Exercise details:
Give every line from the entries that contains "corner".

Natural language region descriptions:

=== Begin Enclosure ===

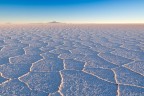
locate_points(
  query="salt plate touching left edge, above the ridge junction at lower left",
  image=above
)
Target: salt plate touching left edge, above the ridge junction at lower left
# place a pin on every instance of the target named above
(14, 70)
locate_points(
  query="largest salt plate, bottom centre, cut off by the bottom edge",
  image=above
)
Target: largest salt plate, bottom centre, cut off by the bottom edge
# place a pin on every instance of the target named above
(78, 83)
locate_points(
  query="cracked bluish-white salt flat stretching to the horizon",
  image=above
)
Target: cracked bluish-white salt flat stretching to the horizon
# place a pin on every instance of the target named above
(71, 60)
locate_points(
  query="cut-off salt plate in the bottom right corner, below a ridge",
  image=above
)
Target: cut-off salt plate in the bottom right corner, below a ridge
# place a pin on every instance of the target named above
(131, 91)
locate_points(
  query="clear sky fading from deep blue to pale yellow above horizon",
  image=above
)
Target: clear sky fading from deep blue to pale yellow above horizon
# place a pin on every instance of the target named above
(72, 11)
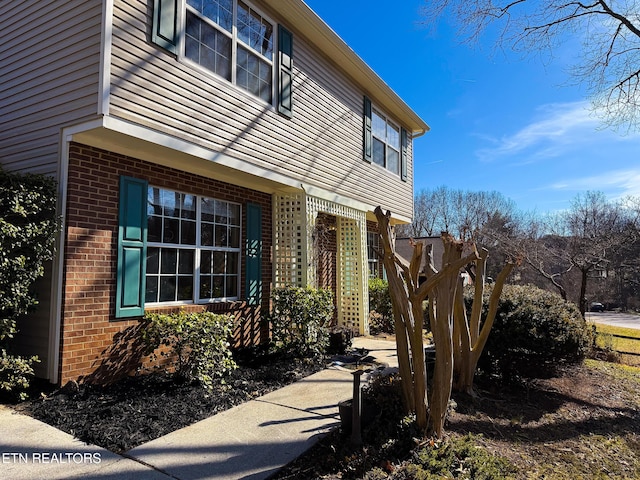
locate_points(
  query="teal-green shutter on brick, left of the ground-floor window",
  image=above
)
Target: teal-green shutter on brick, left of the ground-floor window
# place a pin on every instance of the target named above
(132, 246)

=== End Enclosure ===

Task output:
  query="cut-off salt plate in the bottom right corner, below a ridge",
Target: cut-off salt plate in the bottom right corner, below a ridge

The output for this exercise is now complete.